TASK BRIEF :: Give all of the data below as a two-column CSV with the header columns "instruction" and "boxes", one row per request. Put each request's text and its answer in their own quoted fields, and replace any line breaks with spaces.

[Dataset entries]

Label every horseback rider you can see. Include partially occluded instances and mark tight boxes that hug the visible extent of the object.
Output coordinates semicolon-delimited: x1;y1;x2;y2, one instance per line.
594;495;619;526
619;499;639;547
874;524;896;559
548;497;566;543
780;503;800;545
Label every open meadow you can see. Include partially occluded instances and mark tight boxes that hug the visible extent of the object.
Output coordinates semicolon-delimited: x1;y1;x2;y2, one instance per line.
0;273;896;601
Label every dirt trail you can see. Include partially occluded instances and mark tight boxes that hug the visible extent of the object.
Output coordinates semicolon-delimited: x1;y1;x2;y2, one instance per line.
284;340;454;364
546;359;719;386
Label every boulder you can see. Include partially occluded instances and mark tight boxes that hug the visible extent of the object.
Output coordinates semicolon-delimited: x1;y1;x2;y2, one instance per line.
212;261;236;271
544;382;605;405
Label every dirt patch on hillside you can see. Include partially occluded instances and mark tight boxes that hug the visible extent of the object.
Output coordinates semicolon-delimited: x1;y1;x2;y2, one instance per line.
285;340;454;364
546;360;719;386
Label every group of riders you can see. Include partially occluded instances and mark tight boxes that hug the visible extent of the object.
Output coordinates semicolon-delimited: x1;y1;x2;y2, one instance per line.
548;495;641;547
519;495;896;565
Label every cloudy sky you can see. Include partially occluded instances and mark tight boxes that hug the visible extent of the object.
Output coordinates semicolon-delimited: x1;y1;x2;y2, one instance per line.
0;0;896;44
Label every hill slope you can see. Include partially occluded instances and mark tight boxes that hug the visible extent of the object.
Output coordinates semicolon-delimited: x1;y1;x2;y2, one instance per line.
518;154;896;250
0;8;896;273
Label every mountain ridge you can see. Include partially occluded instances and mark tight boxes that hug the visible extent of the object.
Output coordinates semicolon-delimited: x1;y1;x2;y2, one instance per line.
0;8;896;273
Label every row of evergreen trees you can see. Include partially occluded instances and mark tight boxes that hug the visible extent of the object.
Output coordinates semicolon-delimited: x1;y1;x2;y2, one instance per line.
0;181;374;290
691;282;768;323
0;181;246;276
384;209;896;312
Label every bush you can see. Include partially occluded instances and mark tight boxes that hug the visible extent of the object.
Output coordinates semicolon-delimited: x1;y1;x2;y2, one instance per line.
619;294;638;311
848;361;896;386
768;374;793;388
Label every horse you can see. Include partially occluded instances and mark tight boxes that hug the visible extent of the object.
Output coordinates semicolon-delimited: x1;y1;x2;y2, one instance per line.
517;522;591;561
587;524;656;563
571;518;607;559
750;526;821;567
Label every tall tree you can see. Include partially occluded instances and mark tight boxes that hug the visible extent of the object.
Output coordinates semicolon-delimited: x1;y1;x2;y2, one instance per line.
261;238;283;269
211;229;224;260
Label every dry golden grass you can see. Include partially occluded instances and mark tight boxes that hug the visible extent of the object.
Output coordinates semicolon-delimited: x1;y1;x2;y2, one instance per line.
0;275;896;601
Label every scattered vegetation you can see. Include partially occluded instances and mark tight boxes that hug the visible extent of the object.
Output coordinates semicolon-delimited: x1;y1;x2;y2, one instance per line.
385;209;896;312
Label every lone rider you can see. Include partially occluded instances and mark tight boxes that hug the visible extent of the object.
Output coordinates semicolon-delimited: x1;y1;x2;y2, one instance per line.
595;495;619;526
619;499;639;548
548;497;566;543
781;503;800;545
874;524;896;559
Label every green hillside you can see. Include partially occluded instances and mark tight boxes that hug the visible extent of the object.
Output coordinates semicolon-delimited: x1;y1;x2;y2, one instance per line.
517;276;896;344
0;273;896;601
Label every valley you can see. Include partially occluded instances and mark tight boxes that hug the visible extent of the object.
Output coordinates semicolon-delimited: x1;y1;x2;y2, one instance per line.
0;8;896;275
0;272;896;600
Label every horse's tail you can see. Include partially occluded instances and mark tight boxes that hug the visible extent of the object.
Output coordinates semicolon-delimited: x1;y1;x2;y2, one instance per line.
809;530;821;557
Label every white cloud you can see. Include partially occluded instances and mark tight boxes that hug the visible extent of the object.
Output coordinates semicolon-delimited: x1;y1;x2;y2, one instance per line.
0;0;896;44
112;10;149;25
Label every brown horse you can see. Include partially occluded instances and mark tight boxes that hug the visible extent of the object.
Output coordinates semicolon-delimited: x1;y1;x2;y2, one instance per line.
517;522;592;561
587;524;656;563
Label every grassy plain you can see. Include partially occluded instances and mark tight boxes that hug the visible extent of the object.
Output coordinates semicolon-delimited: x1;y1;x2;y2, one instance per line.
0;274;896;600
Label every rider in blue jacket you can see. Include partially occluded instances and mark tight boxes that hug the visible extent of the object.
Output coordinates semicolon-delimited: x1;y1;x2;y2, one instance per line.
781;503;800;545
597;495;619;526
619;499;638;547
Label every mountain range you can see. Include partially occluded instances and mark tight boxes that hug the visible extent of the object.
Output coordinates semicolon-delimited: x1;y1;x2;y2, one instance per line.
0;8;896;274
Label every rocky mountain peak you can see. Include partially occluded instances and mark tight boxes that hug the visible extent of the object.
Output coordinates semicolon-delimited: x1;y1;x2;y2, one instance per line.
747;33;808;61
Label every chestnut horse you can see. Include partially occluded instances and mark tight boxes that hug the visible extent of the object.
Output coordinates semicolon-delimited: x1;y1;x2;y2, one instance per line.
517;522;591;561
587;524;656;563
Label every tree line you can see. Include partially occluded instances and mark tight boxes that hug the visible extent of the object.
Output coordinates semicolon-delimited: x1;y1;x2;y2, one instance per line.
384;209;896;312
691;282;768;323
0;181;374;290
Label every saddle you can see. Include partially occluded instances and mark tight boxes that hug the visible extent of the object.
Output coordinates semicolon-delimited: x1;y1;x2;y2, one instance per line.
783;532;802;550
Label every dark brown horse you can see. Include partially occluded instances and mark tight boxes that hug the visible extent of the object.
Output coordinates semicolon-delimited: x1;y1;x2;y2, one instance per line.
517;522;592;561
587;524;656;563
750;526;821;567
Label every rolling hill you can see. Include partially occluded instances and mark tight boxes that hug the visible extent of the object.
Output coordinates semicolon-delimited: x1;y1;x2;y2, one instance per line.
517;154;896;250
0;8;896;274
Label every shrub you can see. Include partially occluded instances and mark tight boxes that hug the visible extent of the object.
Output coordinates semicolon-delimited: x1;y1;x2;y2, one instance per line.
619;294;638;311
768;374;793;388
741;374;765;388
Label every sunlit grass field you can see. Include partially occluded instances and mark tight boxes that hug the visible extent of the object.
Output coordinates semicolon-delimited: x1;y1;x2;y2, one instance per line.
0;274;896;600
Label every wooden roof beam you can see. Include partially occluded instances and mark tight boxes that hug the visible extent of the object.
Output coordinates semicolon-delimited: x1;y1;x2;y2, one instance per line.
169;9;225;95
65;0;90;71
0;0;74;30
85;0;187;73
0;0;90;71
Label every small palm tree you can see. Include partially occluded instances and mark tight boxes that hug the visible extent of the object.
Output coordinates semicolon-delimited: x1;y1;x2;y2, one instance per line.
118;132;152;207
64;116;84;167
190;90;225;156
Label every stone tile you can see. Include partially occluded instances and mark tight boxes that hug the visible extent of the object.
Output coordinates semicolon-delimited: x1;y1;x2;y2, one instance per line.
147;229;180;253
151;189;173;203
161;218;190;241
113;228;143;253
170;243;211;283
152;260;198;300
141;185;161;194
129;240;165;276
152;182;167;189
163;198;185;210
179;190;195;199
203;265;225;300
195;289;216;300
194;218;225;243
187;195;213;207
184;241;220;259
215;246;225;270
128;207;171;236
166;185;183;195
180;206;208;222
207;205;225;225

FINAL RESULT ::
instruction,boxes
"Label every horseback rider you can see. Include partially occluded instances and mark tight boxes that hug the visible extent of the object. Output coordinates semicolon-delimited: x1;y1;x2;y2, one instance per line.","594;495;619;526 619;499;639;547 874;524;896;559 548;497;566;543 780;503;800;545"
"Label every open meadow you can see. Include partially occluded instances and mark tight boxes that hug the visible extent of the object. Output coordinates semicolon-delimited: x1;y1;x2;y2, one instance per line.","0;273;896;601"
"Label every dirt trail you can see. Include partially occluded instances and mark tight boxes that hug the visible extent of the object. Output coordinates semicolon-delimited: x1;y1;x2;y2, one instance per line.","284;340;454;364 546;359;719;386"
"Label every boulder you can see. Include partially occluded instances and mark tight boxes that hug the visible extent of the object. Output coordinates semicolon-delimited: x1;y1;x2;y2, one instance per line.","212;261;236;271 544;382;605;405"
"Label every dirt patch on hillside you can see. Include partially occluded instances and mark tight boxes that hug the visible extent of the object. Output coordinates semicolon-delimited: x1;y1;x2;y2, one instance per line.","285;340;454;364 546;360;719;386"
"Label every group of riders you can see. Include partially occluded instances and mark tight boxes that hug the visible extent of the object. Output coordinates semicolon-delimited: x1;y1;x2;y2, one instance per line.","548;495;641;547 519;495;896;565"
"Label every cloudy sky you can see. Include partially occluded instances and mark tight boxes that hug the visible extent of the object. Output coordinates semicolon-delimited: x1;y1;x2;y2, one instance per line.","0;0;896;44"
"Label every hill slope you can see. Include partially occluded instances and mark tight boxes that hug the visible extent of the object. Output coordinates semicolon-delimited: x1;y1;x2;y2, one instance per line.","518;154;896;250 0;8;896;273"
"Label every mountain ridge you can see. Include partially occluded instances and mark tight boxes that hug the visible extent of the object. Output coordinates semicolon-delimited: x1;y1;x2;y2, one instance per line.","0;8;896;273"
"Label every row of evergreen trees you can see. Include partially occluded instances and mark tight boxes that hug the visible extent of the object. Output coordinates semicolon-delimited: x1;y1;x2;y2, one instance per line.","0;181;374;290 691;282;768;323 0;181;246;276 384;209;896;312"
"Label every bush you can see. Include partially occluded instances and mark tight boxes that hug the visible extent of the object. Output coordinates semicolon-delimited: x1;y1;x2;y2, one instance per line.","619;294;638;311 848;361;896;386 768;374;793;388"
"Label every horse you can see. Include partially occluded instances and mark tight boxes that hug the visible extent of the object. Output coordinates semicolon-delimited: x1;y1;x2;y2, one instance per line.","517;522;591;561 587;524;656;563 571;518;607;559 750;526;821;567"
"Label every tall tree you can see. Include partially occluded instances and mark tight boxes that hug the visible extent of the object. Output coordinates semicolon-delimited: x1;y1;x2;y2, one instance per line.","261;238;283;269 211;229;224;260"
"Label every dry golden grass you can see. Include partially occluded instances and mark tight boxes that hug the visible extent of the object. Output coordinates semicolon-delimited: x1;y1;x2;y2, one instance per line.","0;275;896;601"
"Label every scattered vegetation you can see. Include partially occluded instances and mark tight boxes that hug the visible extent of the object. Output coordinates semicolon-delimited: x1;y1;x2;y2, one instance per line.","385;209;896;312"
"Label every lone rider you can see. Include partially occluded instances and mark tight boxes that hug the visible extent of the object. Output coordinates semicolon-delimited: x1;y1;x2;y2, one instance per line.","595;495;619;526 619;499;639;548 548;497;566;543 781;503;800;545 874;524;896;559"
"Label every green hillside you can see. Include partially occluded instances and mark tight boxes that hug the visible extent of the object. Output coordinates semicolon-delimited: x1;y1;x2;y2, one instance per line.","517;276;896;344 0;273;896;601"
"Label every valley you can see. Include partially occluded instances and mark tight boxes that hug the visible extent of the object. Output coordinates semicolon-delimited: x1;y1;x2;y2, one instance per line.","0;8;896;275 0;272;896;600"
"Label every horse's tail you can see. Include partially occluded instances and mark tight boxes that hug the visible extent of the object. Output coordinates semicolon-delimited: x1;y1;x2;y2, one instance per line.","809;530;821;557"
"Label every white cloud you can see. Include partially occluded instances and mark tight boxes that hug the visible extent of the object. Output coordinates semicolon-delimited: x1;y1;x2;y2, one instance per line.","0;0;896;44 112;10;149;25"
"Label every brown horse you can see. Include partially occluded instances and mark tight boxes that hug the visible extent of the object. Output coordinates semicolon-delimited: x1;y1;x2;y2, one instance per line.","517;522;592;561 587;524;656;563"
"Label every grassy plain you can see. Include partially occluded instances and mark tight boxes that hug the visible extent of the object. Output coordinates semicolon-delimited: x1;y1;x2;y2, one instance per line.","0;274;896;600"
"Label every rider in blue jacket you can see. Include partially occluded instances and mark tight boxes that hug the visible extent of the object. Output coordinates semicolon-delimited: x1;y1;x2;y2, one instance per line.","781;503;800;545 597;495;619;526 619;499;638;547"
"Label every mountain range you can see. Include partially occluded instances and mark tight boxes that hug the visible extent of the object. Output coordinates semicolon-delimited: x1;y1;x2;y2, one instance per line.","0;8;896;274"
"Label every rocky mountain peak you can see. Include partially occluded instances and mark tight boxes that hug the visible extent of the object. Output coordinates semicolon-delimited: x1;y1;x2;y2, one instance per line.","747;33;808;61"
"Label every chestnut horse you can see. Include partially occluded instances and mark tight boxes that hug the visible extent of the object. Output coordinates semicolon-delimited: x1;y1;x2;y2, one instance per line.","517;522;591;561 587;524;656;563"
"Label every tree line you can see. Include partially occluded instances and mark tight boxes that hug the visible extent of the object. Output coordinates semicolon-delimited: x1;y1;x2;y2, one instance per line.","384;209;896;312 691;282;768;323 0;181;374;290"
"Label every saddle you can see. Include partially occluded instances and mark tight boxes that hug the visible extent of the object. Output coordinates semicolon-delimited: x1;y1;x2;y2, one instance per line.","783;532;802;550"
"Label every dark brown horse you can see. Include partially occluded instances and mark tight boxes that hug the visible extent of the object. Output coordinates semicolon-delimited: x1;y1;x2;y2, one instance per line.","517;522;592;561 587;524;656;563 750;526;821;567"
"Label every rolling hill you can see. Include partially occluded instances and mark tight boxes that hug the visible extent of the object. Output coordinates semicolon-delimited: x1;y1;x2;y2, one instance per line.","517;154;896;250 0;8;896;274"
"Label every shrub you can see. Include partially occluded instances and mark tight boxes that hug the visible extent of the object. Output coordinates semicolon-delimited: x1;y1;x2;y2, one instance per line.","619;294;638;311 768;374;793;388 741;374;765;388"
"Label every sunlit grass field you can see. Include partially occluded instances and mark tight boxes that hug the visible extent of the object. Output coordinates semicolon-delimited: x1;y1;x2;y2, one instance per line.","0;274;896;600"
"Label every wooden roof beam you can see. Include partially occluded instances and mark tight boxes that hug the visible extent of the object. Output coordinates semicolon-delimited: x1;y1;x2;y2, one instance per line.","169;9;225;95 65;0;90;71 0;0;74;30 85;0;187;73 0;0;90;71"
"Label every small palm tree you can see. Include partially occluded instances and mark tight boxes that hug the visible extent of the object. Output coordinates semicolon-delimited: x1;y1;x2;y2, one instance per line.","118;132;152;207 64;116;84;167 190;90;225;156"
"Label every stone tile you can see. Include partially occluded instances and mark tight boxes that hug the visible extent of the object. Output coordinates semicolon-delimited: x1;y1;x2;y2, one instance per line.","147;229;180;253 151;189;173;203 161;218;190;241 113;228;143;253 170;243;211;283 152;260;198;300 141;185;161;194 129;240;165;276 152;182;167;189 163;198;185;210 179;190;195;199 203;265;225;300 195;289;216;300 194;218;225;243 187;195;213;207 184;241;220;259 215;246;225;270 128;207;171;236 166;185;183;195 180;206;208;222 207;205;225;225"